- _AIM OF THE TASK_
Copy out everything from the line containing "One marker serves each instance of the potted" down to the last line, requests included, and shift every answer coordinate by adding 49 to each number.

- _DATA SHOWN_
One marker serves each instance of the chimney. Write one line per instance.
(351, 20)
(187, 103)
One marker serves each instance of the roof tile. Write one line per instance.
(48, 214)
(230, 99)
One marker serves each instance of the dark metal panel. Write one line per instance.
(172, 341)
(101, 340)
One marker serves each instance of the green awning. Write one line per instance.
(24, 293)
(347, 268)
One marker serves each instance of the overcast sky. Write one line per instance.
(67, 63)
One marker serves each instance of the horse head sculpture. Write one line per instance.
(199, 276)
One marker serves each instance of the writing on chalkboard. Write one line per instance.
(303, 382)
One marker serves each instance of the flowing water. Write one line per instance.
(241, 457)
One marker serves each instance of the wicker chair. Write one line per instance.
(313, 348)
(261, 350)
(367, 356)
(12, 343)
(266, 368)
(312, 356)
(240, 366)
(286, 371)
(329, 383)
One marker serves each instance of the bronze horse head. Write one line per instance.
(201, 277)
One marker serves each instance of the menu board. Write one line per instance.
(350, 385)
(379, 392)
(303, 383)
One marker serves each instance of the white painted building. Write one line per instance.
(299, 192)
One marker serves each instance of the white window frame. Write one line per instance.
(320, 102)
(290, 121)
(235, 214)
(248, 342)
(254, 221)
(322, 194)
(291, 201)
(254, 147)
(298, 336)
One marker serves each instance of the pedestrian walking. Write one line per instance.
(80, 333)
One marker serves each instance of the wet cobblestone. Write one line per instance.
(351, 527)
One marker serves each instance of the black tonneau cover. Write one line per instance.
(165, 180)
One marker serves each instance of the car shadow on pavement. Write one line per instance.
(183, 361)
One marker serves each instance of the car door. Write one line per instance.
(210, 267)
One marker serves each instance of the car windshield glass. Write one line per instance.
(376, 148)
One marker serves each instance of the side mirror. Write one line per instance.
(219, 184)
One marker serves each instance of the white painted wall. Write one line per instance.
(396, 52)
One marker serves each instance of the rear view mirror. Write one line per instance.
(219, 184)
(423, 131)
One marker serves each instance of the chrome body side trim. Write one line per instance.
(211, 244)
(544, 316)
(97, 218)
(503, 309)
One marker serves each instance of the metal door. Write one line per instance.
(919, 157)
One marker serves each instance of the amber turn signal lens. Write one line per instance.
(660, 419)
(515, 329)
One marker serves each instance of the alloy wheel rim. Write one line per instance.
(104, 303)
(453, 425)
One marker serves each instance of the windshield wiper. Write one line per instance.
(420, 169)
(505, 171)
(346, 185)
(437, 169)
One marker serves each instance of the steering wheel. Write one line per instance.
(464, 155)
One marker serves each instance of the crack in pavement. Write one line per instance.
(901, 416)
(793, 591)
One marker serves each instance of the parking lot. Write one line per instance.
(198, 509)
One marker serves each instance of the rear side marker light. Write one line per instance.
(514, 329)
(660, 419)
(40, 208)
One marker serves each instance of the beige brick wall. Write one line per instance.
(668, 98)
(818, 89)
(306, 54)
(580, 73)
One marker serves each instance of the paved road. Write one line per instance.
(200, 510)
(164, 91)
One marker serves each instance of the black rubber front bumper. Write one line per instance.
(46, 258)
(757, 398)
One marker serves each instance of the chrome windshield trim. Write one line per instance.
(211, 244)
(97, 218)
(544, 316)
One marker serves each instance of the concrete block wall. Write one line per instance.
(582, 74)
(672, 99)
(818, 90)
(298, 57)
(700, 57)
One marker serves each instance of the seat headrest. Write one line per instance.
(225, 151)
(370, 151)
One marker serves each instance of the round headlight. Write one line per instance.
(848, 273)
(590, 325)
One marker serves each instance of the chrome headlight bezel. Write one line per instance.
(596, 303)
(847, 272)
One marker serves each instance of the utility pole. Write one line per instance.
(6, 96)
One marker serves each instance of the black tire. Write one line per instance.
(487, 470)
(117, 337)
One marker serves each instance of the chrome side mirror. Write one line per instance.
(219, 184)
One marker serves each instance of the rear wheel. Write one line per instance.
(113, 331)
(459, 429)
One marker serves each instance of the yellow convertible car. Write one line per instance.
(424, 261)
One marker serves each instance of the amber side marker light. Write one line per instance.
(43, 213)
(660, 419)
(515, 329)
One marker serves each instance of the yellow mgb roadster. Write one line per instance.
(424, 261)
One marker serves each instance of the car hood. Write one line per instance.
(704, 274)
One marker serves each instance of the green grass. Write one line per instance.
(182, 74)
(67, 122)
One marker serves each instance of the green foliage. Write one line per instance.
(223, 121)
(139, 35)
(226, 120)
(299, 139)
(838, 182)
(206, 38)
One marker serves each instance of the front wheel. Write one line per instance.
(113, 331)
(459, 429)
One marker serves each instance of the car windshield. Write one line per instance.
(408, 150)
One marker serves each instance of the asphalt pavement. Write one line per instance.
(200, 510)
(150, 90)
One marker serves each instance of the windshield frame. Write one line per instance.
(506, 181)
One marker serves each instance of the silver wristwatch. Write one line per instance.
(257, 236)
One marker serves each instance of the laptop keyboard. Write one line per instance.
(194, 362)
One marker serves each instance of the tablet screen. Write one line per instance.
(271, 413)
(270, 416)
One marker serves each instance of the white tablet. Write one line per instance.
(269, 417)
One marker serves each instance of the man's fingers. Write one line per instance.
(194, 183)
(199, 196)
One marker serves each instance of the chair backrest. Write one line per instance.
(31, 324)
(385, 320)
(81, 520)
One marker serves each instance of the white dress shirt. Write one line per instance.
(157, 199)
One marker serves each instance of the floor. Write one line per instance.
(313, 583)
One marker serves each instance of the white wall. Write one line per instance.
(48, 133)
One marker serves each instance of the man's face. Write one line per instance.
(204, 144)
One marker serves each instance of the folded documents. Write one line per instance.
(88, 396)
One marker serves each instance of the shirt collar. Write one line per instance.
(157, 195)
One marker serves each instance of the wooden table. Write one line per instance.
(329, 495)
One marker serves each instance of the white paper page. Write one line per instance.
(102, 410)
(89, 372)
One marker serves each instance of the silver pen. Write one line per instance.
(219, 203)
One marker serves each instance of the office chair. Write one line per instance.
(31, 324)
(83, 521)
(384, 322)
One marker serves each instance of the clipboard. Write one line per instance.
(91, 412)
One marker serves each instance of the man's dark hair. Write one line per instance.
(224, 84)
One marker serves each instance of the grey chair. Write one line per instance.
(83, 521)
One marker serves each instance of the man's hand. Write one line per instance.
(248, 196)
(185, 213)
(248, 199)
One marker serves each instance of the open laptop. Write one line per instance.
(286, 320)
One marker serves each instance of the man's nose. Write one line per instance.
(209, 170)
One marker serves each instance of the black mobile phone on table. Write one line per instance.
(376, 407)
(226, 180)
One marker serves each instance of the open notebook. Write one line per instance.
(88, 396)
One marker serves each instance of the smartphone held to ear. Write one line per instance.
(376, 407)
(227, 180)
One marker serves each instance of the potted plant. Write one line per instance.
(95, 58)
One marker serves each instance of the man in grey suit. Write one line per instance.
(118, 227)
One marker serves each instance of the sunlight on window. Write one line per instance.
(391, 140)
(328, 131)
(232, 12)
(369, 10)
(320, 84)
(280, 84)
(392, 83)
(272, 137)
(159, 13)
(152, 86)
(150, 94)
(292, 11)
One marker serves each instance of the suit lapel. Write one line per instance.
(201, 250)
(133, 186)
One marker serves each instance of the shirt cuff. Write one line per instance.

- _THE SOLUTION_
One marker serves each instance of the potted plant. Write one line per instance.
(144, 107)
One marker serves each instance of the man in grey suit. Write one line per instance.
(167, 276)
One marker serves each instance of the sunlight on window. Write one line per instance.
(440, 189)
(377, 180)
(281, 61)
(418, 59)
(369, 133)
(329, 133)
(441, 132)
(321, 186)
(208, 62)
(201, 135)
(199, 143)
(341, 60)
One marker serves each instance of the suit lapel. Write one line per instance.
(250, 299)
(182, 235)
One marker serves each instance of the shirt cuff. Write one line per instance.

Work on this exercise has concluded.